> WHAT THE TASK REQUIRES
In the text on single-pixel image classification, at what frame rate does the approach reach more than 90% accuracy on MNIST handwritten digits?

> TEXT TO READ
****************************************
Single Pixel Image Classification using an Ultrafast Digital Light Projector¶
Conference: CVPR 2026 arXiv: 2603.12036 Code: Dataset available Area: Autonomous Driving Keywords: Single-pixel imaging, image classification, microLED, extreme learning machine, compressive sensing
TL;DR¶
This paper employs a microLED-on-CMOS digital light projector to realize ultrafast single-pixel imaging (SPI), and combines low-complexity machine learning models (ELM and DNN) to achieve >90% classification accuracy on MNIST handwritten digits at a frame rate of 1.2 kHz, entirely bypassing image reconstruction.
Background & Motivation¶
Background: Machine vision is a core technology in autonomous driving and related domains; however, the bandwidth of conventional digital cameras becomes a bottleneck in high-speed scenarios. Single-pixel imaging (SPI) can substantially reduce hardware complexity by using a single-point detector with structured illumination patterns, yet it is constrained by the mechanical refresh rate of DMDs (~10⁴ fps).
****************************************
> ENTRIES SHOWN
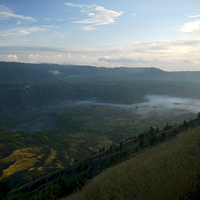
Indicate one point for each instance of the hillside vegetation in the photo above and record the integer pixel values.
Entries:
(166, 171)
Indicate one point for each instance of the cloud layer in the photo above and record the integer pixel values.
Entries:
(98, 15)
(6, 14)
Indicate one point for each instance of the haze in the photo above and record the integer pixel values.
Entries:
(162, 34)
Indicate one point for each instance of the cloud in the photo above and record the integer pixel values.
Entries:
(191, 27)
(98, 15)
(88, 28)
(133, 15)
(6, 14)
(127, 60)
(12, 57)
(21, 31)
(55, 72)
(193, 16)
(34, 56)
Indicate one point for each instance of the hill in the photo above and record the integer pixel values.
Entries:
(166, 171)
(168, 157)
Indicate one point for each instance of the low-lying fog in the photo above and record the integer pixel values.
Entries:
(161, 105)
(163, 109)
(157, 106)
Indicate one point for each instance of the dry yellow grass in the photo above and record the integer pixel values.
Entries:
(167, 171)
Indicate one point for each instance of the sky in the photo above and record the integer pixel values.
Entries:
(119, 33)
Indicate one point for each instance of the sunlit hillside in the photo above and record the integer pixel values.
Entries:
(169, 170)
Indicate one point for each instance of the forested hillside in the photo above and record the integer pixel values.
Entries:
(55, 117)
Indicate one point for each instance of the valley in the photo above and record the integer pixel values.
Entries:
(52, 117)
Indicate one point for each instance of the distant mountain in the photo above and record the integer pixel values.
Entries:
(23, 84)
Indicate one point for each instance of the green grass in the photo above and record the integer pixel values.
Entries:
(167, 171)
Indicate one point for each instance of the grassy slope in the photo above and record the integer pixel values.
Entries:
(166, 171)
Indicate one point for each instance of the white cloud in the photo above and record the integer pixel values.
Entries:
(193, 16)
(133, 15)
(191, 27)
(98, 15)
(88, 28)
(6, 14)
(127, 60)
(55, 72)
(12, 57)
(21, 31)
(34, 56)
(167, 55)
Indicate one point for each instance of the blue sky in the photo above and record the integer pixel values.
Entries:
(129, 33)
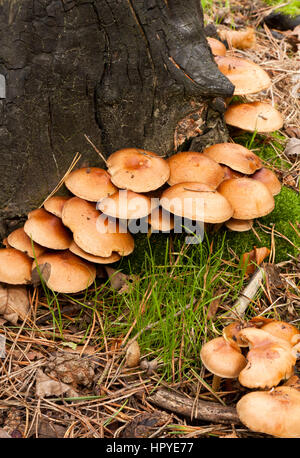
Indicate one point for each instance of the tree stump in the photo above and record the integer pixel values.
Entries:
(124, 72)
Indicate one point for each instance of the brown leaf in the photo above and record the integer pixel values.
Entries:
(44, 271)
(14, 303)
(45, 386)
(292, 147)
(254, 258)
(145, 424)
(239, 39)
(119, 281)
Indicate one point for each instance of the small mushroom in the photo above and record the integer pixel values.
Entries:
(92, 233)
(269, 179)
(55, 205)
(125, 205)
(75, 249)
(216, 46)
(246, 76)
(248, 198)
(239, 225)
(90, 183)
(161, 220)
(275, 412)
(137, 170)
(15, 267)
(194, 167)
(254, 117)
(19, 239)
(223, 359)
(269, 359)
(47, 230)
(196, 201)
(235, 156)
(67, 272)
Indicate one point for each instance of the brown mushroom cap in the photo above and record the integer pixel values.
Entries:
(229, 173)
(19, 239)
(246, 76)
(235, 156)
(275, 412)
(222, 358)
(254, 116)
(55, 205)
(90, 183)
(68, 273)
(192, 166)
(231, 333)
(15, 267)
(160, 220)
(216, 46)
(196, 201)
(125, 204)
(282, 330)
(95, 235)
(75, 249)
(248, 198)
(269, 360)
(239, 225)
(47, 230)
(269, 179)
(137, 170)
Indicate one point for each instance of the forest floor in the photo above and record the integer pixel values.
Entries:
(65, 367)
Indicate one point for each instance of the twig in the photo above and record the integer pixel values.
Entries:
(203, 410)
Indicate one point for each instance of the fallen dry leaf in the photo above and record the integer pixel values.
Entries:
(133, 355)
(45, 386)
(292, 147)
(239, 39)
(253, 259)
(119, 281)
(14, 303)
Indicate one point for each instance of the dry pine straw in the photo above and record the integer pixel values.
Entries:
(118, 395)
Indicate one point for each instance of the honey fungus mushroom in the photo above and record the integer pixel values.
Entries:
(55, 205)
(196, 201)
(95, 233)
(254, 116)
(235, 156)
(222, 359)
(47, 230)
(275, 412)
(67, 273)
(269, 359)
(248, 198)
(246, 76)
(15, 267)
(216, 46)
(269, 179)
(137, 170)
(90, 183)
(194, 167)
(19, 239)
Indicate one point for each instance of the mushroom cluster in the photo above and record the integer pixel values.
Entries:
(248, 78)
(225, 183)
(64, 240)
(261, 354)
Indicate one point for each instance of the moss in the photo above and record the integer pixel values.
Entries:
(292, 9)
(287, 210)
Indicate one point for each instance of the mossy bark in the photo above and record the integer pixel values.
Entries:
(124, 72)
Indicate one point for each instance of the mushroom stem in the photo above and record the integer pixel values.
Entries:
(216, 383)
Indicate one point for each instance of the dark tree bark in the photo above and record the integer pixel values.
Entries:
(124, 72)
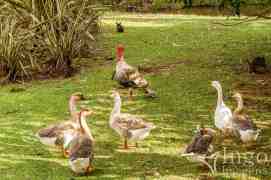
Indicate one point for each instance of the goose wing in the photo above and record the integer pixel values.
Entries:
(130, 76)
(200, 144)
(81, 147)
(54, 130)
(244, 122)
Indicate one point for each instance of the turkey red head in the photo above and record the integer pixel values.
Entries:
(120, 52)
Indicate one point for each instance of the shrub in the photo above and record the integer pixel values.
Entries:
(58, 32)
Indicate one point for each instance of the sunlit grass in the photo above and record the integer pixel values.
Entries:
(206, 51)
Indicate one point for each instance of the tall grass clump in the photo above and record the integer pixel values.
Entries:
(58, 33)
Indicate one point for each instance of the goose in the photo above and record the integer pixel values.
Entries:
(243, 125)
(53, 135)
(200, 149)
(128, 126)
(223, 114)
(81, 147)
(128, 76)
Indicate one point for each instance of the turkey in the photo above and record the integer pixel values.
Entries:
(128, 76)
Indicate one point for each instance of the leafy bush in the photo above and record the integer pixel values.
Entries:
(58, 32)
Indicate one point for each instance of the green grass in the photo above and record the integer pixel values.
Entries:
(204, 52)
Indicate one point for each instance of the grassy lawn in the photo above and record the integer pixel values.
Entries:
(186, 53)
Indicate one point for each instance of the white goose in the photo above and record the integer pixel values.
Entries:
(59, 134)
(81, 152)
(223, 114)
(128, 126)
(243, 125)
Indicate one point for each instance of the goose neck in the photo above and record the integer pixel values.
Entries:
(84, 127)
****************************************
> RESPONSE
1.2 kHz